Assignment | Write out each line below precisely, passing over the pictures.

----- Records to use

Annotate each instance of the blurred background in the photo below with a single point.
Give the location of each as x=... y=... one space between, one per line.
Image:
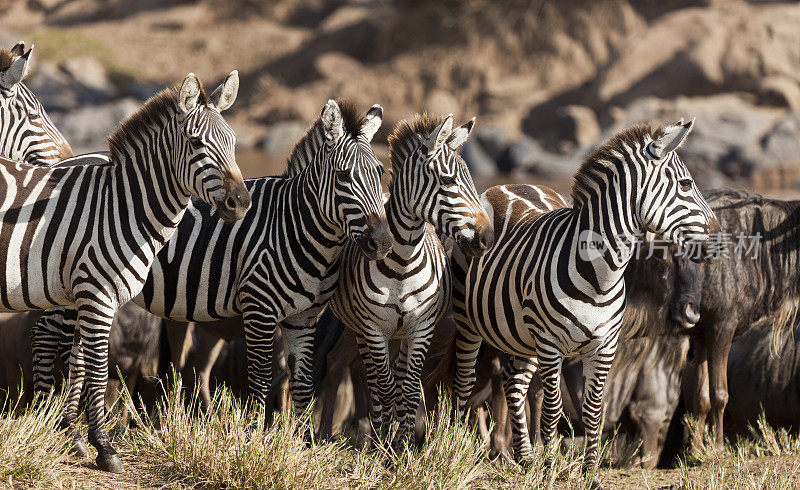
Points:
x=548 y=80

----------

Solved problem |
Annotate each instance of the blurred background in the photo below with a single point.
Give the location of each as x=... y=... one space between, one per line.
Image:
Points:
x=548 y=80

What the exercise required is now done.